───── Textauszug

Shared Leadership stammt aus dem Englischen und bedeutet so viel wie „Geteilte Führung“. Es ist ein Konzept, bei dem Führungsverantwortung und Entscheidungsmacht auf mehrere Personen im Unternehmen aufgeteilt werden. Dabei werden die Fähigkeiten und Stärken aller genutzt, um gemeinsam Ziele zu erreichen und bessere Entscheidungen zu treffen. Es erfordert eine hohe Kommunikations- und Zusammenarbeitsfähigkeit sowie eine offene und kollaborative Arbeitskultur. Shared Leadership kann abteilungsbezogen und/oder auch projektbezogen auf mehrere Schultern verteilt. So lassen sich auch komplexe Aufgaben und Projekte dank flacher Hierarchien und einer stärkeren Einbeziehung der Mitarbeiter einfacher abwickeln, Stärken gezielter nutzen und Potenziale heben, die bislang im Verborgenen lagen.

──────────

◆ Gestellte Aufgabe 1
Skaliere den Abschnitt der Datensätze, der mit der Zeile beginnt, die „of the spire“ enthält, und mit dem Ende der Datensätze schließt, beide Enden eingeschlossen. Gib alle diese Zeilen samt Anweisungen wieder, multipliziere dabei jede Koordinate in den Antworten mit 2,4, runde auf ganze Zahlen (Hälften aufwärts) und lass die Bilder weg.
Die Datensätze haben mit dem Textauszug inhaltlich nichts zu tun.

───── Datensätze

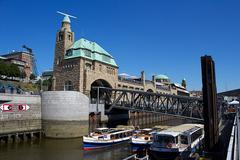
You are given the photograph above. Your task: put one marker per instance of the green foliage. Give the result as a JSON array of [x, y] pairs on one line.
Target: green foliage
[[47, 84], [32, 77], [9, 70], [23, 74], [184, 84]]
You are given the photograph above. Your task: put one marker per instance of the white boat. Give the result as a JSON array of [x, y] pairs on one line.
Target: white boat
[[142, 137], [106, 137], [182, 140]]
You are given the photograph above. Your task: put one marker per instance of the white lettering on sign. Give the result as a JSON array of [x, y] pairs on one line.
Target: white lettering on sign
[[6, 107]]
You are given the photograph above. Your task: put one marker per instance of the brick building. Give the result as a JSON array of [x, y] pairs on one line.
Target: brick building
[[80, 65], [23, 59]]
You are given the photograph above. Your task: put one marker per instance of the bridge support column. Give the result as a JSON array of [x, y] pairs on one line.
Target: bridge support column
[[209, 103]]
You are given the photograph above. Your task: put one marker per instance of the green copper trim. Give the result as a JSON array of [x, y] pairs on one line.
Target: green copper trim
[[90, 50], [66, 19]]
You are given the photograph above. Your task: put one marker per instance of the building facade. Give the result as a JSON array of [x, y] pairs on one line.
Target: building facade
[[82, 64], [23, 59]]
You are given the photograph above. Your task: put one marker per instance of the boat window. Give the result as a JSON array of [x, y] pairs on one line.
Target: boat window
[[176, 140], [165, 141], [112, 136], [184, 139], [196, 135]]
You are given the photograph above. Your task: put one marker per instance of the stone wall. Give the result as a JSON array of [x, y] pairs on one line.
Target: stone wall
[[65, 114], [19, 121]]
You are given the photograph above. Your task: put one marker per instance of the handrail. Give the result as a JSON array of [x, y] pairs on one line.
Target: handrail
[[231, 146], [136, 158]]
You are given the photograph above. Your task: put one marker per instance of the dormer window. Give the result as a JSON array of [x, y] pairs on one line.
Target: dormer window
[[60, 37], [69, 52]]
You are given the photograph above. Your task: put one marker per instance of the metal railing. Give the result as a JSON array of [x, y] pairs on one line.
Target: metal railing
[[134, 156], [233, 152], [180, 106]]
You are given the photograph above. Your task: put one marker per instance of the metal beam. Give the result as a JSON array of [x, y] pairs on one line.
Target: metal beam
[[179, 106]]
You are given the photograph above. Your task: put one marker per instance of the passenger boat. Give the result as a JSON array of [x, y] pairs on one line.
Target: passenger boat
[[141, 139], [106, 137], [180, 141]]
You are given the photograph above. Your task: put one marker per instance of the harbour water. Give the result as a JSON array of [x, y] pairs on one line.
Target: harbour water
[[65, 149], [60, 149]]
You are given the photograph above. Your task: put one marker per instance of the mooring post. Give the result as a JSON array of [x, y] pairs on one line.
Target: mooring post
[[209, 103]]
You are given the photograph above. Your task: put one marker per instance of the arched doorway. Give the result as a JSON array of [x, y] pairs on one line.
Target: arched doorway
[[150, 90], [97, 105], [94, 91]]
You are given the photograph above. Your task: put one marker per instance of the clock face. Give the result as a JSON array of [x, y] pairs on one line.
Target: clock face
[[69, 53], [87, 53]]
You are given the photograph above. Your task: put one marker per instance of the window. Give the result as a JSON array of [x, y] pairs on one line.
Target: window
[[69, 52], [88, 66], [106, 58], [184, 139], [196, 135], [60, 36], [87, 53], [70, 37], [68, 86]]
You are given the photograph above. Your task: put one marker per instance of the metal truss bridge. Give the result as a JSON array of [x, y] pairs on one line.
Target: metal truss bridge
[[179, 106]]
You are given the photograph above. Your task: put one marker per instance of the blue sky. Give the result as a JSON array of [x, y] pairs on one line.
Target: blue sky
[[158, 36]]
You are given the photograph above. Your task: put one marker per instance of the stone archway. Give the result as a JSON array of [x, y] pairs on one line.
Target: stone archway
[[94, 91], [150, 90]]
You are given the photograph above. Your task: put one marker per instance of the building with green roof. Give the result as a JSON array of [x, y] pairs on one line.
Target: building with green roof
[[82, 64]]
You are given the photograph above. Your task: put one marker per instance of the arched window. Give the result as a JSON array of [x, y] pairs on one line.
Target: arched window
[[68, 86]]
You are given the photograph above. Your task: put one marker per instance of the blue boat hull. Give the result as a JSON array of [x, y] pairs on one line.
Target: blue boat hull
[[92, 146]]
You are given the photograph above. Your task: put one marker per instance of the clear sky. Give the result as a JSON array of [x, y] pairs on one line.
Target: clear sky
[[158, 36]]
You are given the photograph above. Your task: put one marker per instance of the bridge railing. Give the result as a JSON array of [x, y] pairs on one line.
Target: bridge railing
[[233, 152], [181, 106]]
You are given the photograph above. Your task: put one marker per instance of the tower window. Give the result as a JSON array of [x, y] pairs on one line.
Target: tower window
[[69, 37], [60, 37], [68, 86], [88, 66]]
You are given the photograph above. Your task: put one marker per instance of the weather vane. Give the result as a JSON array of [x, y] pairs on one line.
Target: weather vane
[[66, 15]]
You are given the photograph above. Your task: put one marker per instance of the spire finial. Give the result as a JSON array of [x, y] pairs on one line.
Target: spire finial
[[66, 17]]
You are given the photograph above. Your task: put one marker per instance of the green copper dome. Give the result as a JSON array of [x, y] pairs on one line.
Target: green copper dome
[[66, 19], [161, 76], [90, 50]]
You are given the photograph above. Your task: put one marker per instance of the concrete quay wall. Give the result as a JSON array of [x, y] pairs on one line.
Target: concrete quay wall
[[19, 121], [65, 114]]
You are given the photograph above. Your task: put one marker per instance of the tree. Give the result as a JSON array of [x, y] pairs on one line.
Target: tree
[[32, 76], [184, 84], [23, 74]]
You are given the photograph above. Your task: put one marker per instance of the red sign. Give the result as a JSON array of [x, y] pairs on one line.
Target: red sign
[[23, 107], [6, 107]]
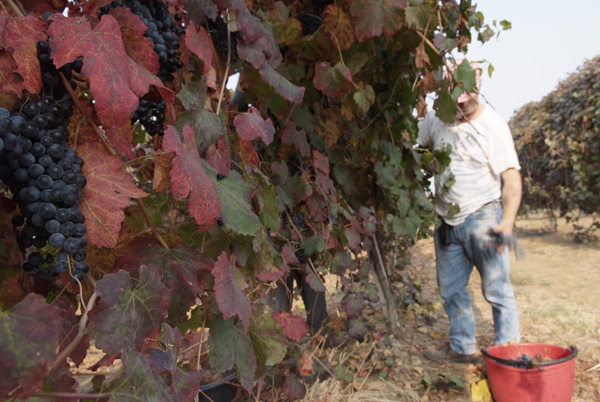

──────────

◆ Gestellte Aufgabe 2
Gib aus dem Textauszug über Shared Leadership den Teil wortgetreu wieder, der mit den Worten „Shared Leadership stammt“ beginnt und mit „im Verborgenen lagen.“ endet.

◆ Lösung der Aufgabe 1
You are given the photograph above. Your task: put one marker per instance of the spire finial. Give the result as a JSON array of [x, y] pairs on one line.
Target: spire finial
[[158, 41]]
You are given the photograph above. Your task: put one marker per instance of the green copper dome. Give the result as a JSON array of [x, y] pairs on one line.
Target: green copper dome
[[158, 46], [386, 182], [216, 120]]
You are given the photograph above. Your task: put one marker per instance of the concrete quay wall. Give the result as a JSON array of [x, y] pairs on one line.
Target: concrete quay wall
[[46, 290], [156, 274]]
You are given the photograph above. Your task: put one marker per instance of the tree. Give the result as a JSON array of [x, y] pairs on one line.
Target: tree
[[77, 182], [442, 202], [55, 178]]
You are given the photograph above. Your task: put one marker per instance of the red sign. Give the result as a JSON array of [x, y] pairs on one line.
Target: red sign
[[55, 257], [14, 257]]

◆ Lösung der Aufgabe 2
Shared Leadership stammt aus dem Englischen und bedeutet so viel wie „Geteilte Führung“. Es ist ein Konzept, bei dem Führungsverantwortung und Entscheidungsmacht auf mehrere Personen im Unternehmen aufgeteilt werden. Dabei werden die Fähigkeiten und Stärken aller genutzt, um gemeinsam Ziele zu erreichen und bessere Entscheidungen zu treffen. Es erfordert eine hohe Kommunikations- und Zusammenarbeitsfähigkeit sowie eine offene und kollaborative Arbeitskultur. Shared Leadership kann abteilungsbezogen und/oder auch projektbezogen auf mehrere Schultern verteilt. So lassen sich auch komplexe Aufgaben und Projekte dank flacher Hierarchien und einer stärkeren Einbeziehung der Mitarbeiter einfacher abwickeln, Stärken gezielter nutzen und Potenziale heben, die bislang im Verborgenen lagen.